------ SOURCE TEXT
Arkansas Department of Health offers information regarding COVID-19 booster shots


FILE – In this Sept. 14, 2021, file photo, a syringe is prepared with the Pfizer COVID-19 vaccine at a clinic at the Reading Area Community College in Reading, Pa. An influential panel of advisers to the Centers for Disease Control and Prevention met on Wednesday, Sept. 22, to decide who should get COVID-19 booster shots and when. (AP Photo/Matt Rourke)

LITTLE ROCK, Ark. (KNWA/KFTA) — The Arkansas Department of Health is providing information on its website on when people can get their COVID-19 booster shots as well as who is eligible for the shots.

The ADH says people who took the Pfizer vaccine and are 65 years and older, 18 years and older who are residents in long-term care settings, or 50 to 64 years old with underlying medical conditions should get a booster shot after their second dose.

According to the ADH, people who took the Pfizer vaccine and are 18 to 49 with certain underlying medical conditions or are 18 to 64 and at increased risk for COVID-19 exposure and transmission because of an occupational or institutional setting may get the vaccine.

The graphic below shows when people can get a booster shot after getting their second dose.

The ADH provides a list of underlying conditions that would require or allow for a booster shot. Those conditions include but are not limited to:

  • Cancer
  • Chronic kidney disease
  • Chronic lung diseases, including COPD (chronic obstructive pulmonary disease), asthma (moderate-to-severe), interstitial lung disease, cystic fibrosis, and pulmonary hypertension
  • Dementia or other neurological conditions
  • Diabetes (type 1 or type 2)
------------
## TASK LIST
**1)** According to the booster-shot article, why may Pfizer recipients aged 18 to 64 get a booster even without an underlying medical condition?
**2)** Continue the booster-shot article from the point where it stops.
------ DATASET ENTRIES
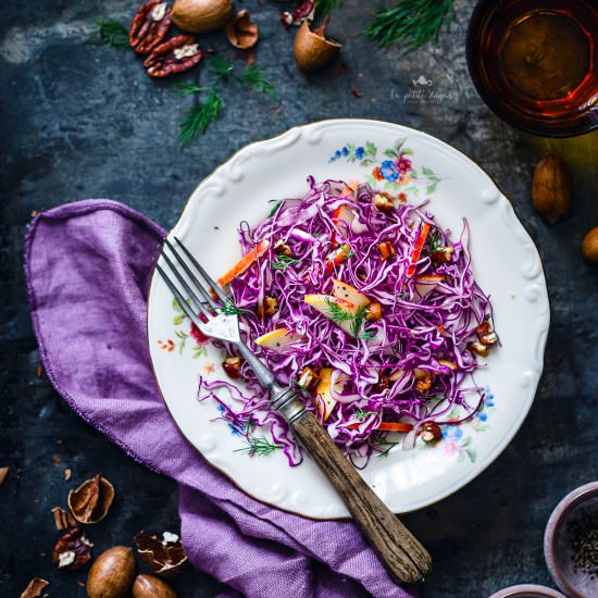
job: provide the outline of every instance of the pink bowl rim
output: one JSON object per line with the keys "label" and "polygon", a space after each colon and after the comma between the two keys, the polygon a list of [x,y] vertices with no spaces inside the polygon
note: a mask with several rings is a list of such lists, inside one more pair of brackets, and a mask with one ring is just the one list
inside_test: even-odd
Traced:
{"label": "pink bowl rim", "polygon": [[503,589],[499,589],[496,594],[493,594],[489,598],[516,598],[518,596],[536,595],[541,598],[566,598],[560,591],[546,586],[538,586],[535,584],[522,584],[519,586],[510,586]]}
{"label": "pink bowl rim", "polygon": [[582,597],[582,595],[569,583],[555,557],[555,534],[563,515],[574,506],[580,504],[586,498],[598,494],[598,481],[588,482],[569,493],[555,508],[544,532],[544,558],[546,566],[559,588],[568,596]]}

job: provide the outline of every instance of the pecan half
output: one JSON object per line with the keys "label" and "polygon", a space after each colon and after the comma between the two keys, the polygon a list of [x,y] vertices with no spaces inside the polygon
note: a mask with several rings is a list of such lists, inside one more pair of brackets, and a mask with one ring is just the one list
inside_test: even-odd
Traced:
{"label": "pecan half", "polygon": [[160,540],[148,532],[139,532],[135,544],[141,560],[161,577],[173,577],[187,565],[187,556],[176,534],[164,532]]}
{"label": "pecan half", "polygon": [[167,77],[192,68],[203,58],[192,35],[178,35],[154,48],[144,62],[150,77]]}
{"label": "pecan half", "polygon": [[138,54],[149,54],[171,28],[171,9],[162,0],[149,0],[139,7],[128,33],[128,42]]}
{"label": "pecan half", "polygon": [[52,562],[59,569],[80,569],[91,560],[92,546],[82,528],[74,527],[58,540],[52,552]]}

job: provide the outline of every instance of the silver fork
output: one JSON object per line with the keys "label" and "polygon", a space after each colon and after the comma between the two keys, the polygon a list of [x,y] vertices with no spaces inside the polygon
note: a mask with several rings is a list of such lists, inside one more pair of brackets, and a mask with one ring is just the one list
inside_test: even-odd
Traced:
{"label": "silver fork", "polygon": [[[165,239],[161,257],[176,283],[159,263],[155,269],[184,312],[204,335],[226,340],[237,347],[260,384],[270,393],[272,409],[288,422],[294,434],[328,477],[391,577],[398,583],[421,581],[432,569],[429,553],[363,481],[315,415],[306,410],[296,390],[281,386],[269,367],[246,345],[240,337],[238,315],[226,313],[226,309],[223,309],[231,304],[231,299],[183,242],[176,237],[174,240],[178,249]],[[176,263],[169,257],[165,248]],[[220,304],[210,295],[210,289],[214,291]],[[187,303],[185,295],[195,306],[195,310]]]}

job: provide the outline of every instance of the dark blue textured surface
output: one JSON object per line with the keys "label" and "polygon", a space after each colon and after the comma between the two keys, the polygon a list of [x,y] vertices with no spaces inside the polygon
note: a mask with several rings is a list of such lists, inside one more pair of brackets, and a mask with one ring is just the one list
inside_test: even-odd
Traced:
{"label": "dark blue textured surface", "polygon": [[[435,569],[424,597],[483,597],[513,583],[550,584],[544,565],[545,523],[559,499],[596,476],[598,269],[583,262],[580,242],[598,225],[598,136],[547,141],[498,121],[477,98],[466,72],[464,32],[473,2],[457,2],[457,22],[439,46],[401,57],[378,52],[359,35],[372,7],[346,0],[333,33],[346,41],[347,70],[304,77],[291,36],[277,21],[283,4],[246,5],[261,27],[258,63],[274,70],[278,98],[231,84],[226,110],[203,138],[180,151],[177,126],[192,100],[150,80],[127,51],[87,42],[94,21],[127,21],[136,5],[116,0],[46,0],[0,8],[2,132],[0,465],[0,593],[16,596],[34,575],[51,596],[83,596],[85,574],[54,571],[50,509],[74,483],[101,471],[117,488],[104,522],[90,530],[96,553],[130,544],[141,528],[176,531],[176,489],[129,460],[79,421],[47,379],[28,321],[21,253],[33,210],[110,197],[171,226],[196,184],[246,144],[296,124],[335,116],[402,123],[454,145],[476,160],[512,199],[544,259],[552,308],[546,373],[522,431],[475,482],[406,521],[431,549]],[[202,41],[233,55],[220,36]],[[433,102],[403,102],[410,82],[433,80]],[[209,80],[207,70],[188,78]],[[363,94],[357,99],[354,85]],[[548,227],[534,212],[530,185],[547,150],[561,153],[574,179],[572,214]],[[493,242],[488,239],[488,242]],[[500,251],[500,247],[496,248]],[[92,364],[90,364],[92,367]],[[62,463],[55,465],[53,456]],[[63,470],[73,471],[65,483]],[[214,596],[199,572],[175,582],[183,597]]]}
------------
## ANSWERS BELOW
**1)** They may get one because an occupational or institutional setting puts them at increased risk for COVID-19 exposure and transmission.

**2)**
  • Heart conditions (such as heart failure, coronary artery disease, cardiomyopathies)
  • Hypertension
  • HIV infection
  • Immunocompromised state (mild to moderate)
  • Liver disease
  • Neurodevelopmental disorders, including Down syndrome and cerebral palsy
  • Overweight and obesity
  • Pregnancy and recent pregnancy
  • Sickle cell disease or thalassemia
  • Stroke or cerebrovascular disease, which affects blood flow to the brain
  • Having a medical-related technological dependence (for example, tracheostomy, gastrostomy, or positive pressure ventilation (not related to COVID 19)
  • Other medical conditions or factors (for example, race or ethnicity) that may also place individual patients at high risk for progression to severe COVID-19

High-risk occupations include but are not limited to are:

  • Health care worker
  • Teachers and school staff
  • Food manufacturing workers

More information on how to get the vaccine and who is eligible can be found on the Arkansas Department of Health’s website.